_Task:_ All lines from the one containing "Tag the horse with" down to the one containing "Tag the brown", both ends included, are to be given again exactly; omit the rest of the listing below.

_Extracted information:_
-*-*-
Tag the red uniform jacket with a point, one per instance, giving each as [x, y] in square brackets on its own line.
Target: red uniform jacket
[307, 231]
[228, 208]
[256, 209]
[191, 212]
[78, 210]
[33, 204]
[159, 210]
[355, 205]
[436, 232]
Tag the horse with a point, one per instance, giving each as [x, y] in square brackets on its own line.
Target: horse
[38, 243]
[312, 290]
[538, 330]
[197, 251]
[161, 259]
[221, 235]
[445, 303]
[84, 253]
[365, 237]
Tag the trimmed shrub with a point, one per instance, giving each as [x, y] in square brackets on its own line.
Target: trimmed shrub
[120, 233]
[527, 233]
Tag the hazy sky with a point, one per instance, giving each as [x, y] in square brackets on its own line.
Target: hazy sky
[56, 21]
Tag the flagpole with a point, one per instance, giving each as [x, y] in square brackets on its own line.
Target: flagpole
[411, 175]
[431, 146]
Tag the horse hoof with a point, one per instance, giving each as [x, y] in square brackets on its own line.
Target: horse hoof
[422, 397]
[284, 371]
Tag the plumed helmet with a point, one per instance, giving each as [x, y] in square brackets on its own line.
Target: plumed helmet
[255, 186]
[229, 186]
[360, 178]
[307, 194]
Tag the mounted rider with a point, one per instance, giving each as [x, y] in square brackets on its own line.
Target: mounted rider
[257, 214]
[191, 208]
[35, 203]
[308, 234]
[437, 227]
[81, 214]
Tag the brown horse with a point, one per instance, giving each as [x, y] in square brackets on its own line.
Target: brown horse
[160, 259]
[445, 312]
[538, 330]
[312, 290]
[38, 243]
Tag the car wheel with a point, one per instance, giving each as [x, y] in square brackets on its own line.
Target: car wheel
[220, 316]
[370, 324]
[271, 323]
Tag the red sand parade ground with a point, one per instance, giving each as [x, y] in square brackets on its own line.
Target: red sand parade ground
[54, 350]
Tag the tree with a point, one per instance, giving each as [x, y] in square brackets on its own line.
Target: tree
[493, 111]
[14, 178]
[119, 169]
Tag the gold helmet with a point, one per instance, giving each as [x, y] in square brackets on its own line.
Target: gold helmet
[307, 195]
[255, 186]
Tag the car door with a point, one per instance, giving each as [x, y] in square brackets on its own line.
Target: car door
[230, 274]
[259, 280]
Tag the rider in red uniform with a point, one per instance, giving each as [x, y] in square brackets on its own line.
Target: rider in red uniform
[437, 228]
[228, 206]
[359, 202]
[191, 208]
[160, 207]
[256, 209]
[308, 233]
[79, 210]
-*-*-
_Solution for this task:_
Tag the horse with a point, one per instance, giving each as [x, y] in square brackets on its own line.
Target: horse
[38, 243]
[312, 290]
[538, 330]
[197, 251]
[161, 259]
[221, 235]
[445, 303]
[84, 253]
[365, 237]
Tag the trimmed shrub with a point, one per instance, giving each as [x, y] in square brackets on its own line.
Target: trimmed shrub
[120, 233]
[527, 233]
Tag the hazy sky with a point, one per instance, giving each as [x, y] in square brackets on its own line.
Target: hazy sky
[56, 21]
Tag the flagpole with a point, one per instance, giving each as [x, y] in square brackets on its own line.
Target: flagpole
[411, 175]
[431, 146]
Tag the horse hoof with a point, one per instance, giving each as [x, y] in square brackets on its own line.
Target: horse hoof
[422, 397]
[284, 371]
Tag the plumed helmet with a point, one per instance, giving each as [x, y] in square brackets on its own line.
Target: plumed helmet
[255, 186]
[229, 186]
[360, 178]
[307, 194]
Tag the mounted rider with a point, one per instance, giving each as [x, y] in square brackets on its own line.
Target: mounted rider
[257, 214]
[191, 208]
[35, 203]
[308, 234]
[437, 227]
[81, 214]
Tag the brown horse with a point, one per instance, giving each as [x, y] in square brackets on its own line.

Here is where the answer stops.